**Directions:** This exercise calls for all the entries that follow to be set down exactly, without their images.

Extracted data entries
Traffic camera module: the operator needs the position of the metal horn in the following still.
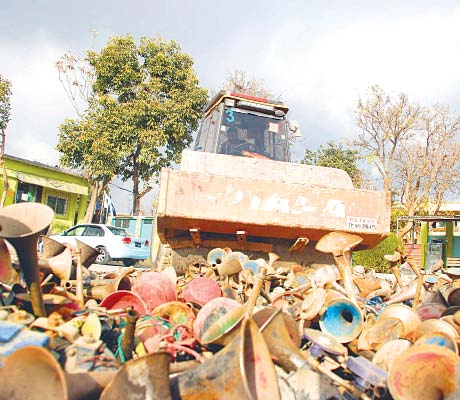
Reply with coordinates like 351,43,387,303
380,303,421,338
100,352,171,400
41,236,67,258
319,297,364,343
388,344,460,400
315,231,363,303
170,317,280,400
83,269,133,301
0,237,18,284
253,307,306,373
75,239,100,268
0,203,54,317
40,246,74,281
1,345,116,400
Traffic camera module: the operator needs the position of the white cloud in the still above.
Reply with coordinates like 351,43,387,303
261,8,460,147
0,33,76,165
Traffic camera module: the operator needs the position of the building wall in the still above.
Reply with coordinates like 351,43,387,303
0,156,90,233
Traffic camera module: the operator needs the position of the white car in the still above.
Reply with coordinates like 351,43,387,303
49,223,150,267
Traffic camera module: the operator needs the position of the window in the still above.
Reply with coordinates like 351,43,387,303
65,226,86,236
84,226,105,237
46,195,68,216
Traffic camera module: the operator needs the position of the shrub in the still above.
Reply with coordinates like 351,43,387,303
352,233,403,273
49,220,71,235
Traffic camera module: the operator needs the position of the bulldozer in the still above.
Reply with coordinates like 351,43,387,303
153,91,391,273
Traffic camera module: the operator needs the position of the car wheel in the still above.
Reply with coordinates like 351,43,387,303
95,246,110,264
122,259,137,267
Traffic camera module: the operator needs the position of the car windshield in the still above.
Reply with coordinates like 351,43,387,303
218,108,289,161
106,226,130,237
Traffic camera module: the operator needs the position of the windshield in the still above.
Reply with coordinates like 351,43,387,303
217,107,289,161
106,226,131,237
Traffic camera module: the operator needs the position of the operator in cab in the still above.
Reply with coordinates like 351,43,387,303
220,126,253,156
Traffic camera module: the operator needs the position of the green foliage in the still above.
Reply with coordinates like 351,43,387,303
50,220,71,235
391,206,407,232
0,75,12,131
86,35,208,181
57,35,208,214
302,141,362,186
352,233,403,273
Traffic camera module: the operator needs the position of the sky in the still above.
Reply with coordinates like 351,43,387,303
2,1,460,214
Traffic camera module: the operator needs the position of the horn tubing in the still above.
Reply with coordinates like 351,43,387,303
121,308,139,361
246,267,266,317
12,236,46,317
75,247,84,305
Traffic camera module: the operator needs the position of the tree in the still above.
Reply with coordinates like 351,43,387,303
0,75,12,207
355,86,460,238
222,70,277,99
86,35,208,215
56,52,95,118
57,35,208,216
355,85,422,192
57,107,119,222
302,141,362,186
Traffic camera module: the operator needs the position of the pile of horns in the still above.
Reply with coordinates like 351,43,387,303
1,203,460,399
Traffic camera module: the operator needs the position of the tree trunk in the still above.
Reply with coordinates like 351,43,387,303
83,178,110,223
83,182,100,222
132,155,141,215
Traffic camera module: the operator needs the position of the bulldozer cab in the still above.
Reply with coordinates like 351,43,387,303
194,91,293,162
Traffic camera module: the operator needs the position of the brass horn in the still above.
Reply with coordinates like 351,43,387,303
0,203,54,317
315,231,363,303
1,345,116,400
170,317,280,400
388,344,460,400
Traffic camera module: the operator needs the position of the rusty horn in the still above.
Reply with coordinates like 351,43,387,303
254,308,373,399
170,317,280,400
253,307,306,372
388,344,460,400
100,352,171,400
75,239,100,268
0,237,18,284
41,236,67,259
39,246,74,281
384,251,404,289
74,246,84,304
315,231,363,303
120,308,139,362
83,267,133,301
0,203,54,317
1,345,116,400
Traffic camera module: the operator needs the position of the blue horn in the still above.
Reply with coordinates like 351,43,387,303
319,298,363,343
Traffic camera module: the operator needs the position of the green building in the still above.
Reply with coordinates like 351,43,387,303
0,154,90,233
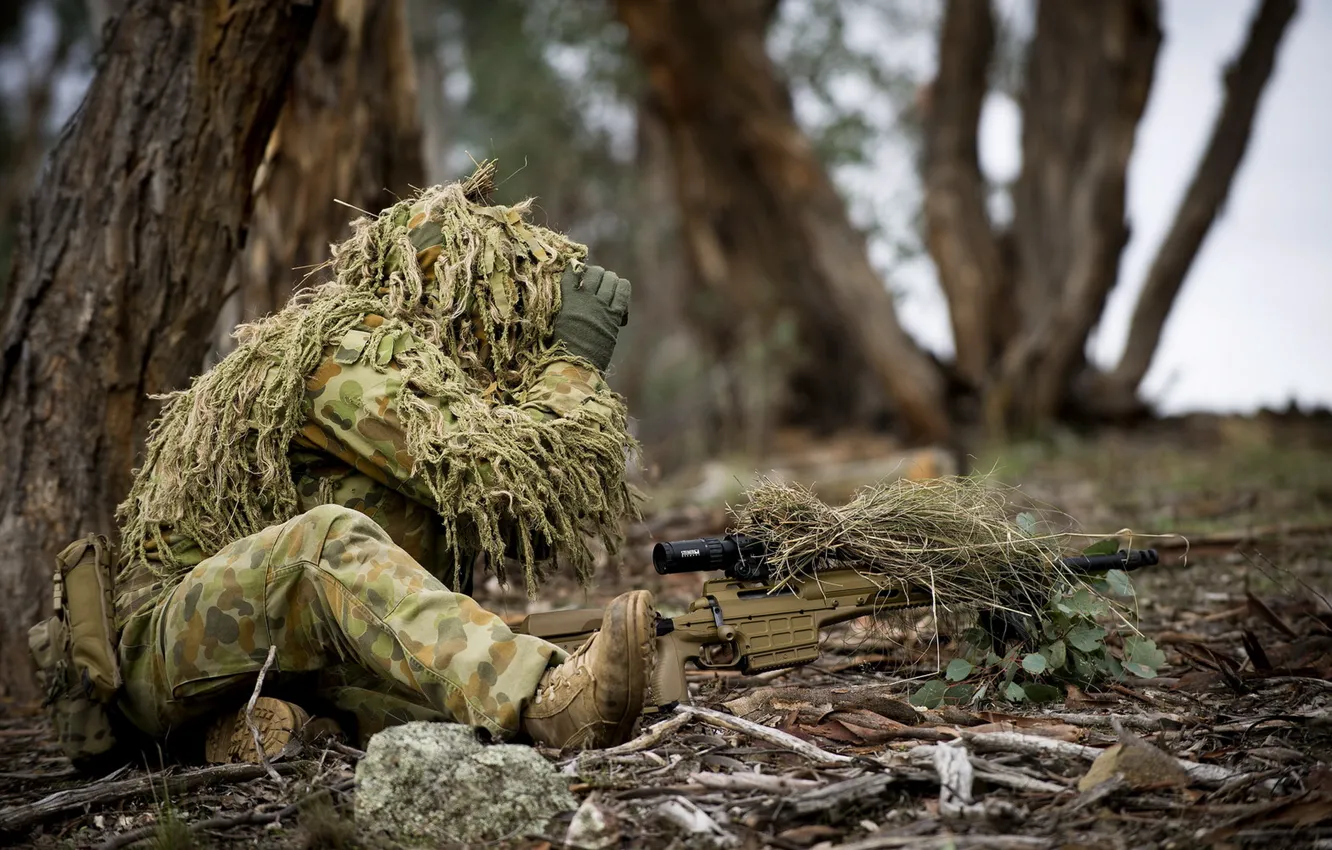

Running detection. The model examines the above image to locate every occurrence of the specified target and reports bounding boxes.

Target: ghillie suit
[117,163,634,603]
[108,165,641,747]
[730,476,1070,627]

**Exercise solution:**
Traffic camera module: the operator needs the position of the metal horn in the following still.
Reply with coordinates like 351,43,387,303
380,303,421,338
100,352,171,400
41,236,67,258
319,297,364,343
388,344,460,400
315,231,363,303
170,317,280,400
83,269,133,301
0,237,18,284
253,307,306,373
75,239,100,268
0,203,54,317
40,246,74,281
1,345,116,400
Traffic camera module: the operator needs the position of the white cloud in the still above.
Reply with coordinates like 351,43,387,303
261,8,460,147
0,33,76,165
Traffic camera module: the operator needs the position of the building wall in the still above.
Reply with coordinates like 351,43,387,303
0,156,90,233
Traffic camera module: the operator needs the position of the white car in the still above.
Reply with coordinates like 351,43,387,303
49,223,150,267
Traffic camera module: the operator needs the position of the window in the still above.
Reply with coordinates like 351,43,387,303
65,226,86,236
84,226,105,237
46,195,68,216
Traffic camera module: the operator needs the position of the shrub in the still above.
Reply with coordinates like 351,43,387,303
352,233,403,273
49,220,71,235
Traffic camera module: the operator needs the position of the bulldozer in the still above.
Reply with coordinates like 351,43,387,303
153,91,391,273
Traffic camera module: the operator needs the position of the car wheel in the still above.
Reply with coordinates like 351,43,387,303
95,246,110,264
122,259,137,267
Traffic camera module: the operator needs the position of the car windshield in the still above.
Reply with coordinates like 351,43,387,303
218,108,289,161
106,226,130,237
Traffic camera module: the operator needs the position of the windshield in the still above.
Reply with coordinates like 351,43,387,303
217,107,289,161
106,226,131,237
Traffic camera module: the operator needs the position of the operator in cab in the still above.
Reply with coordinates like 351,43,387,303
220,126,253,156
Traffic camera module: the operator needs the position of the green foliage in the still above.
Reply with coordinates like 351,43,387,303
50,220,71,235
391,206,407,232
0,75,12,131
86,35,208,181
57,35,208,214
302,141,362,186
352,233,403,273
Traffic camera module: the operator needs the position of the sky in the still above.
Reply with coordinates like 351,43,387,303
2,1,460,214
Traffic camera module: the operator needs the position of the horn tubing in the still above.
Reply with coordinates like 351,43,387,303
121,308,139,361
246,267,266,317
12,236,46,317
75,247,84,305
Traffic camera module: the operator needs the position of the tree in the still above.
Reply with coordinates like 351,43,387,303
0,75,12,207
355,86,460,238
222,70,277,99
86,35,208,215
56,52,95,118
57,35,208,216
355,85,422,192
57,107,119,222
302,141,362,186
Traffic camera module: the operator needs the position of the pile of horns in the still above.
Reply with coordinates like 351,43,387,303
1,203,460,399
Traffic camera module: the operator needs the position of the tree trunk in the still above.
Reply with coordinates like 351,43,387,303
83,178,110,223
83,182,100,222
132,155,141,215
Traffic camera module: the operator needs the position of the bulldozer cab in the still above.
Reply with coordinates like 351,43,387,303
194,91,293,162
Traffic camera module: the operator needs the position of the brass horn in the still above.
Reply with coordinates like 351,43,387,303
0,203,54,317
315,231,363,303
1,345,116,400
170,317,280,400
388,344,460,400
Traffic camera module: the operator needs the position of the rusty horn in the still above.
Reply with coordinates like 351,43,387,303
254,308,373,399
170,317,280,400
253,307,306,372
388,344,460,400
100,352,171,400
75,239,100,268
0,237,18,284
41,236,67,259
39,246,74,281
384,251,404,289
74,246,84,304
315,231,363,303
120,308,139,362
83,267,133,301
0,203,54,317
1,345,116,400
Traffic camera module: the operator needs the position of the blue horn in the still above.
Reply with coordinates like 351,43,387,303
319,298,363,343
Traffic camera module: the operator needs the position of the green building in the still above.
Reply with coordinates like 351,43,387,303
0,154,90,233

Running detection. The model examines the above image to locate every occurrence of the specified target and reports bounding boxes.

Target: ghillie suit
[117,163,634,603]
[108,165,641,747]
[730,476,1070,627]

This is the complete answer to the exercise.